## WHAT TO DO:
Show all lines from the listing below that contain "bird".

## PROVIDED RECORDS:

↓↓↓

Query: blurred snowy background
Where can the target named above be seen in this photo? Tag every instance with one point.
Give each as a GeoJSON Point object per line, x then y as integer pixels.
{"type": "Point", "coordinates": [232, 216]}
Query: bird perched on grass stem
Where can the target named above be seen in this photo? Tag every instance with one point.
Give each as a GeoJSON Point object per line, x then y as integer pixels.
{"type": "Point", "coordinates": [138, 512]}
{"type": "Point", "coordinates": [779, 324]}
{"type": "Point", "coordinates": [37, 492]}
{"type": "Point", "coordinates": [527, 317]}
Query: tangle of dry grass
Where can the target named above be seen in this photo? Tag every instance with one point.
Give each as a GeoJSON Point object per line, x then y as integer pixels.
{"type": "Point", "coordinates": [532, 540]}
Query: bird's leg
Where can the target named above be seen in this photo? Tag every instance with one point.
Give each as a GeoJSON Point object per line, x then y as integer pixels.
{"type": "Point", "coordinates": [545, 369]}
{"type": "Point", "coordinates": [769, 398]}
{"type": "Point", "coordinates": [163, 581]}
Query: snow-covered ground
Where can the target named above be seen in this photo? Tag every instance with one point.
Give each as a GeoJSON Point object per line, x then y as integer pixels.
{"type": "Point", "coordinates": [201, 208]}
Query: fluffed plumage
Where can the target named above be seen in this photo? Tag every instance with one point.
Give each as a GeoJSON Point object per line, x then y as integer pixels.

↑↑↑

## WRITTEN ANSWER:
Query: bird perched on grass stem
Query: bird's leg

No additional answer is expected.